The answer must restate the listing word for word, without its images.

■ Task inputs

[Start of Attachment]

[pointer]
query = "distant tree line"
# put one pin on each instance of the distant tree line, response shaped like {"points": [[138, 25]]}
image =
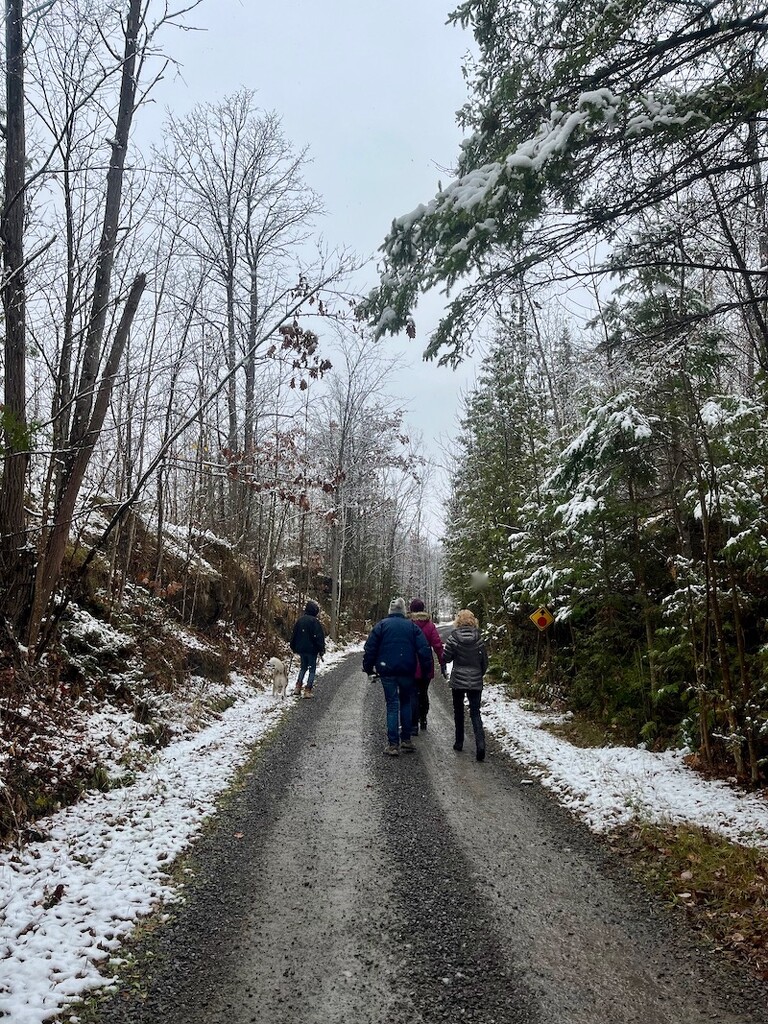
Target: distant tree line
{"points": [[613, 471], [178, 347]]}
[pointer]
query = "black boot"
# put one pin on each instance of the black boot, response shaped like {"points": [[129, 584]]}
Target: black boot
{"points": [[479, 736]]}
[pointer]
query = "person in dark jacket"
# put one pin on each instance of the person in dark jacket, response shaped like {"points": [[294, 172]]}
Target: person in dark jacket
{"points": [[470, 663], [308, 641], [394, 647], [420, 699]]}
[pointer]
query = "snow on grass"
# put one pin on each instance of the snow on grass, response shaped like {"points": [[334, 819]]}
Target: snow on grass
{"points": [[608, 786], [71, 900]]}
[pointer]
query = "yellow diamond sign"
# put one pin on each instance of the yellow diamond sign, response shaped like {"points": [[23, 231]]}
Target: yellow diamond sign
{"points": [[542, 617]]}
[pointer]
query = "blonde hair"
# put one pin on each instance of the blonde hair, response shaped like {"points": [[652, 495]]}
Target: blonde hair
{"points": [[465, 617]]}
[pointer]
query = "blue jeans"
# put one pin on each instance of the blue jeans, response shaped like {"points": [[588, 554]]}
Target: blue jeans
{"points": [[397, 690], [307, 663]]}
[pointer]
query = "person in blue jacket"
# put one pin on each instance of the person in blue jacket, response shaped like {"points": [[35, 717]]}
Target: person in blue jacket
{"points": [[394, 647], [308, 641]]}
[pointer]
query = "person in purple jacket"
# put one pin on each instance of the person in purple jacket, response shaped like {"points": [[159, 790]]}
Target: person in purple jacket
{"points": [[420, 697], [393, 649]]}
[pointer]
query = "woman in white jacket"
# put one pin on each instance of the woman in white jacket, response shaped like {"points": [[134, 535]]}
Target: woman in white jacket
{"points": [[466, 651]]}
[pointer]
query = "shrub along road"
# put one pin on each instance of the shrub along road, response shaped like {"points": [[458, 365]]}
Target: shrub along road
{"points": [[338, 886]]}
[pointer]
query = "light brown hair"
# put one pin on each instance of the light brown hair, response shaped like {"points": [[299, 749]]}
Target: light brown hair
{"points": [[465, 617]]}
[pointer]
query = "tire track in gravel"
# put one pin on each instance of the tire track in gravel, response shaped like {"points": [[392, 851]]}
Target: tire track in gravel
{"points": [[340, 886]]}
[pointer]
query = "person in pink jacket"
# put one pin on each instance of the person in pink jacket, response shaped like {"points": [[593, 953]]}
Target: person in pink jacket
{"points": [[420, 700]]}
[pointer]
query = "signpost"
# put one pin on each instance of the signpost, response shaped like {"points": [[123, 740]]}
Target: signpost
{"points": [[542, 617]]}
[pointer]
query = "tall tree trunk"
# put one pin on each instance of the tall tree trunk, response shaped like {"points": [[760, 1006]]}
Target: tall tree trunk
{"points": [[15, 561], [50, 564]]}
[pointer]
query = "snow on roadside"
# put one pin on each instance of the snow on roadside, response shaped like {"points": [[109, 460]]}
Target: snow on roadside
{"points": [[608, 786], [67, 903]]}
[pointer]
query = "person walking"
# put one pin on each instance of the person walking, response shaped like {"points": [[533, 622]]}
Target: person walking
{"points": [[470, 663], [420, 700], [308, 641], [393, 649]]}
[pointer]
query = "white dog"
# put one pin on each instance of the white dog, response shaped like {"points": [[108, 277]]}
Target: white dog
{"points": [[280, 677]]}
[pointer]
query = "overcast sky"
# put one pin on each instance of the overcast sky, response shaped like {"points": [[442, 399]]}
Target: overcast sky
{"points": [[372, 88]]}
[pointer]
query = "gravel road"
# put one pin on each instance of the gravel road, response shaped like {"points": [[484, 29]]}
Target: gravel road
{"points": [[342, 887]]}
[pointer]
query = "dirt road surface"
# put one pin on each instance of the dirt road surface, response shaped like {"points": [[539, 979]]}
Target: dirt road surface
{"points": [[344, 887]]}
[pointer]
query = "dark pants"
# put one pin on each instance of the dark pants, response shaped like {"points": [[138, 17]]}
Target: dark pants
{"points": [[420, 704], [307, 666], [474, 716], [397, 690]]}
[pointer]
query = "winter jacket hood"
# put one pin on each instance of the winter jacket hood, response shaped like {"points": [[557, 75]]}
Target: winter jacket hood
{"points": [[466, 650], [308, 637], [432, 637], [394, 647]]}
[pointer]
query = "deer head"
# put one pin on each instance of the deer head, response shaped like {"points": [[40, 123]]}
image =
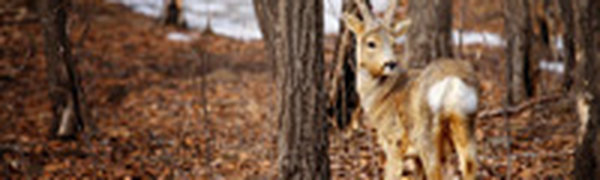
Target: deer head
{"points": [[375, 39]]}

[End of Attachment]

■ Answer to the exercise
[pointer]
query = "distant tree line"
# put one pin on each instance of the distant tree line, response shaped like {"points": [[138, 25]]}
image =
Target: distant tree line
{"points": [[613, 471], [178, 347]]}
[pointer]
query = "black boot"
# put one pin on each instance of the black boot, response shaped like {"points": [[129, 584]]}
Target: black boot
{"points": [[479, 736]]}
[pointer]
query = "person in dark jacket"
# put one pin on each instance of the person in dark jacket, response shaped like {"points": [[294, 172]]}
Target: person in dark jacket
{"points": [[470, 663], [308, 641], [394, 647], [420, 699]]}
[pointer]
query = "snow on grass"
# put one pin on each instance of the snow on grass, response shaped like {"points": [[334, 819]]}
Target: snow on grass
{"points": [[608, 786], [71, 900]]}
[pointer]
query = "yellow diamond sign"
# put one pin on each instance of the yellow diamond sign, response shaped like {"points": [[23, 231]]}
Target: yellow diamond sign
{"points": [[542, 617]]}
[pointer]
query = "blonde hair"
# put one pin on each instance of the blonde hair, response shaped like {"points": [[652, 495]]}
Target: blonde hair
{"points": [[465, 617]]}
[pointer]
query = "blue jeans"
# put one pin on each instance of the blue jeans, response shaped like {"points": [[588, 554]]}
Target: blue jeans
{"points": [[397, 690], [307, 663]]}
[pointer]
query = "person in blue jacket"
# put one pin on each instance of the person in blue jacket, response shaped like {"points": [[35, 717]]}
Target: person in blue jacket
{"points": [[394, 647], [308, 641]]}
[pointer]
query = "person in purple jacket"
# put one pin on each instance of the person in purple jacket, response shaped like {"points": [[159, 790]]}
Target: person in purple jacket
{"points": [[420, 697], [393, 649]]}
[pointer]
query = "woman in white jacket"
# put one pin on each instance of the woman in white jacket, response shaped like {"points": [[134, 535]]}
Target: woman in white jacket
{"points": [[466, 651]]}
[pointer]
query = "shrub along road"
# put one pin on each instance of the shrub along road, response shaped like {"points": [[458, 365]]}
Target: shrub along road
{"points": [[338, 886]]}
[pointer]
query = "light brown hair"
# put one pin on each instance of the light brown hair, response shaped like {"points": [[299, 749]]}
Target: light brown hair
{"points": [[465, 617]]}
[pointer]
query = "tire track in gravel"
# put one pin on each instance of the tire track in gravel, response shaped like {"points": [[392, 851]]}
Target: tire track in gravel
{"points": [[340, 886]]}
[pointer]
query = "person in pink jacket"
# put one pin on each instance of the person in pink jacket, response shaped like {"points": [[593, 953]]}
Target: person in pink jacket
{"points": [[420, 700]]}
[pointer]
query = "signpost"
# put one pin on each instance of the signpost, response shaped like {"points": [[123, 740]]}
Target: signpost
{"points": [[542, 617]]}
[pointer]
query = "tall tree trunk"
# put one pin on each instance of the tall tree trunk, response shaped like {"points": [[760, 1006]]}
Target: tall tree trunk
{"points": [[15, 561], [50, 564]]}
[pointer]
query = "snow on roadside"
# put one pin on each instance of the snow on roadside, response shaped like {"points": [[109, 460]]}
Target: snow on roadside
{"points": [[608, 786], [67, 903]]}
[pointer]
query = "person walking"
# put one pin on each instance of the person walking, response shaped like {"points": [[533, 622]]}
Target: person walking
{"points": [[470, 663], [420, 700], [308, 641], [393, 649]]}
[pointer]
query = "white dog"
# put one pin on each instance of the white dog, response shaped like {"points": [[108, 277]]}
Target: white dog
{"points": [[280, 677]]}
[pointer]
query = "overcast sky"
# put one pin on each instance of the overcast sky, response shaped like {"points": [[442, 399]]}
Target: overcast sky
{"points": [[372, 88]]}
[pointer]
query = "gravel road"
# put one pin on each instance of the gravel road, response shaped like {"points": [[484, 29]]}
Target: gravel road
{"points": [[342, 887]]}
[pointer]
query = "dirt road surface"
# put one pin on each instance of the dirt road surface, response shaped like {"points": [[539, 979]]}
Target: dirt road surface
{"points": [[344, 887]]}
[pointer]
query = "dark pants"
# put one pin on each instance of the dark pants, response shaped like {"points": [[138, 17]]}
Target: dark pants
{"points": [[420, 704], [307, 666], [474, 716], [397, 690]]}
[pointer]
query = "winter jacket hood"
# put one pin on each instance of the winter jacket hood, response shaped like {"points": [[557, 75]]}
Target: winter jacket hood
{"points": [[466, 650], [308, 637], [432, 637], [394, 647]]}
[pointer]
query = "deer head"
# put one pin on each instance of the deer head, response shaped like {"points": [[40, 123]]}
image =
Target: deer head
{"points": [[375, 39]]}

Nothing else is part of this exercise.